Data listing -
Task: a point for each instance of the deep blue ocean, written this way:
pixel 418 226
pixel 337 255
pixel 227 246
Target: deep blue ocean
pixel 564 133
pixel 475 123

What to produce -
Emit the full listing verbatim.

Exercise output -
Task: a point for each instance of the deep blue ocean, written this way:
pixel 418 226
pixel 337 255
pixel 227 246
Target: deep blue ocean
pixel 564 133
pixel 475 123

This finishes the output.